Required task
Reproduce every line of the records below verbatim, leaving out the pictures.

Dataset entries
----------------------------------------
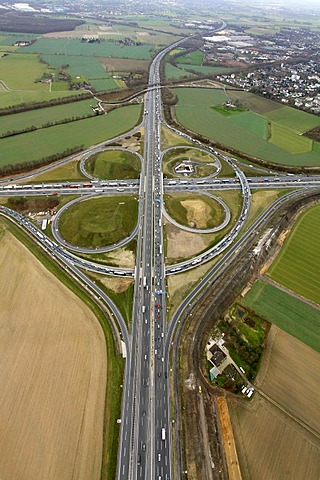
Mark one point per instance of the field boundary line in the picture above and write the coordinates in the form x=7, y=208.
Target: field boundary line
x=298, y=420
x=288, y=291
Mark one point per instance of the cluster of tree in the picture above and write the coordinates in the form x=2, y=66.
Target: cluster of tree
----------------------------------------
Result for this task
Mark one point per instance of the field boundary line in the picture above and write the coordinates in the form x=7, y=208.
Target: field boundary line
x=298, y=420
x=288, y=291
Mark one point per instance of the cluster of tree in the picture above and write the coordinates in the form x=2, y=66.
Target: cluster of tree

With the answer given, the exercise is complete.